▶ [Objective] Filter the records down to the lines that contain the string "wooden", copying each such line. Matching is case-sensitive.

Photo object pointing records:
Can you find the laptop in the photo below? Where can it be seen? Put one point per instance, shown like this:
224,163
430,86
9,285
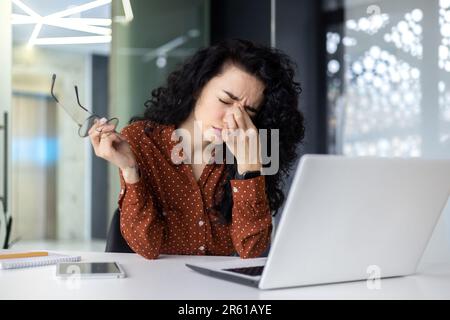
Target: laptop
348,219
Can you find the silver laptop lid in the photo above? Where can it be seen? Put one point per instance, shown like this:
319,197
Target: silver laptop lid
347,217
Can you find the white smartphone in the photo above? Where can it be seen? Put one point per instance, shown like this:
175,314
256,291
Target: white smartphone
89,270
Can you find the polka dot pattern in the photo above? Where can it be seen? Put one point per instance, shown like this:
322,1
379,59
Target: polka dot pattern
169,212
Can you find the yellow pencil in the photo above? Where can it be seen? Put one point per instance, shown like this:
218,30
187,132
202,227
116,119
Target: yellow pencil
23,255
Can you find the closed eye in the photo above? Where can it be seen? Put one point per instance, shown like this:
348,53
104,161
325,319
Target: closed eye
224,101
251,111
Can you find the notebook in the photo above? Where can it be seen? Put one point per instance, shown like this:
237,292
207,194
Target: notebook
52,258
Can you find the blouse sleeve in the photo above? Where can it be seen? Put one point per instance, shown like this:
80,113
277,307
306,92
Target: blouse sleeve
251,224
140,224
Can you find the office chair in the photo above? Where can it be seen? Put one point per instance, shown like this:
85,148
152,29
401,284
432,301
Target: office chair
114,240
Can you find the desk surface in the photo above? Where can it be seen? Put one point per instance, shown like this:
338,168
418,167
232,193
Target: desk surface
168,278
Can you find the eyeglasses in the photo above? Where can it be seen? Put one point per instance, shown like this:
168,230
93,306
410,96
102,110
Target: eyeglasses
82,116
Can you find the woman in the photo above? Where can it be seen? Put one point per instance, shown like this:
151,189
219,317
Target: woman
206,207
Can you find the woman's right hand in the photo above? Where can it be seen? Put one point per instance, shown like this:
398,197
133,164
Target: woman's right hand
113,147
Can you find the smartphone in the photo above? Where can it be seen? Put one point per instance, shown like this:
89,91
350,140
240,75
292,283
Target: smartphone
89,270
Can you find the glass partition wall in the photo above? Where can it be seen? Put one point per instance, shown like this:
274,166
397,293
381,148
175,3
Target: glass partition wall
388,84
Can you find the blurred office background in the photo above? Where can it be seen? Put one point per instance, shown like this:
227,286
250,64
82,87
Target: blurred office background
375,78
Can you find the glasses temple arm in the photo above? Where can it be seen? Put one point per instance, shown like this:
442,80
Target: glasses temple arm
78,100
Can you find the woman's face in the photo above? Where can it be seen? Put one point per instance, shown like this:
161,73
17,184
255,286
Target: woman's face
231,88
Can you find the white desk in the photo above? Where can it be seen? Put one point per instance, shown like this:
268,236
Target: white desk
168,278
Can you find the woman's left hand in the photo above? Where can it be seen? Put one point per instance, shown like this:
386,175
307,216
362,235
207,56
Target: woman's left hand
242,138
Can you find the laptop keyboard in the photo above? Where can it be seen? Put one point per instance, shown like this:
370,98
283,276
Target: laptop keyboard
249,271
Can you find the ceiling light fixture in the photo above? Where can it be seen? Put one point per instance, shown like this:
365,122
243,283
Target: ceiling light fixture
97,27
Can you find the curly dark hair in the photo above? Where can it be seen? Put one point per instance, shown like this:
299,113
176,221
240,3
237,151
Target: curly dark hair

---

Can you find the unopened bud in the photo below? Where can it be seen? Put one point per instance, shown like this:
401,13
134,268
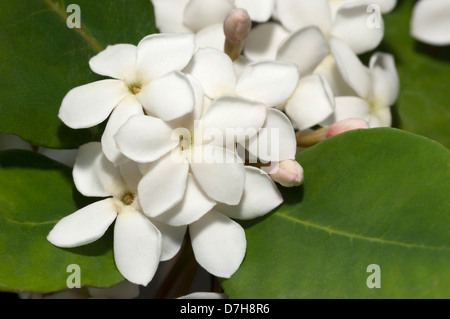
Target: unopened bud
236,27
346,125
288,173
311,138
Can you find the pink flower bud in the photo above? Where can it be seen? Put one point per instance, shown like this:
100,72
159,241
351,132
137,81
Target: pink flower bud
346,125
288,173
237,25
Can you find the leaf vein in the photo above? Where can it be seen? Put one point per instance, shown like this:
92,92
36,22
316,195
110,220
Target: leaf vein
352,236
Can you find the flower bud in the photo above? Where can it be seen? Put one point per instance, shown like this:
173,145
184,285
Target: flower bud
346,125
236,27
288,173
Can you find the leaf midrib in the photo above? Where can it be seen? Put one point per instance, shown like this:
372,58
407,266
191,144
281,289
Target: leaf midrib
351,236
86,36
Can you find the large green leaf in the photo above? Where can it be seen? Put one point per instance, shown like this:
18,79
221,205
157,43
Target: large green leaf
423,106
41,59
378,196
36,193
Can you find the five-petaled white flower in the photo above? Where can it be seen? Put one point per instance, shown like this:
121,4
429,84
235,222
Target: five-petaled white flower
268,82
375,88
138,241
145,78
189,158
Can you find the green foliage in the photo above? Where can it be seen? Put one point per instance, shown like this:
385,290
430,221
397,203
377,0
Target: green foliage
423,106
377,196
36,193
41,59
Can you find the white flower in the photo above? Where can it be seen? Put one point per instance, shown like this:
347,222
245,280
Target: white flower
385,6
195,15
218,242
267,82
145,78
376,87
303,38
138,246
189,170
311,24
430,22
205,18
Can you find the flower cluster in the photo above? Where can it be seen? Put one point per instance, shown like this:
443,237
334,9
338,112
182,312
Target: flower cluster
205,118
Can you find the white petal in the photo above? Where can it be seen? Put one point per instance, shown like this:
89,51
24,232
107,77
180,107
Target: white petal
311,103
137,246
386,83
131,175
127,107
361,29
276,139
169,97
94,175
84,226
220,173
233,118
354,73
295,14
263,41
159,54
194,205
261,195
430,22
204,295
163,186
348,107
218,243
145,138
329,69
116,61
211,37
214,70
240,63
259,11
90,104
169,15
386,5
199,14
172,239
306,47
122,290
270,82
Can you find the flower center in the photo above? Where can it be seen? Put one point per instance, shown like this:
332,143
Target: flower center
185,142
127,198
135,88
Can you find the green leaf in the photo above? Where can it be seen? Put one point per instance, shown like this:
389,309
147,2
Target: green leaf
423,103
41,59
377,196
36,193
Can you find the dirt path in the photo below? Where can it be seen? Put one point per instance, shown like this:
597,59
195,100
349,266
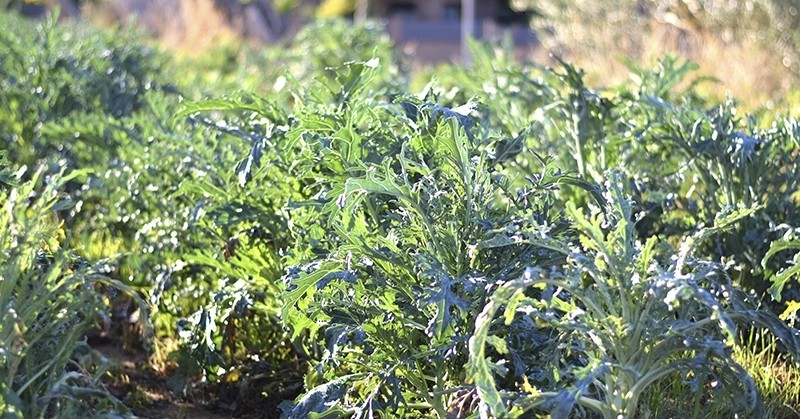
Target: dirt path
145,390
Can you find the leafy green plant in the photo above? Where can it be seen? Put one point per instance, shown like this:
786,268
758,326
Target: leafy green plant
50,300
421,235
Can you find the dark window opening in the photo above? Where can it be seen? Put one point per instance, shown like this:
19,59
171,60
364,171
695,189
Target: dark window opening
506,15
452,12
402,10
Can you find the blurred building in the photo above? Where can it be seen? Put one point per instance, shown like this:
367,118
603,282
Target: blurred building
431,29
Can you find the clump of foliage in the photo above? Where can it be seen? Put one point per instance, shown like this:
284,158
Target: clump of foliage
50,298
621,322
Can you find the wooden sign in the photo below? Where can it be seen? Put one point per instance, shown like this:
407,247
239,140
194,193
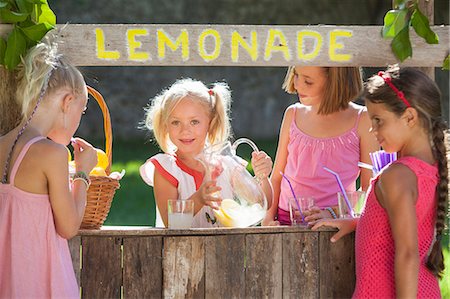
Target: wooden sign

▶ [Result of the task]
Can you find the wooden sign in the photo below? Where can it be seen? Put one point per instance, shown like this:
Target: wooden sign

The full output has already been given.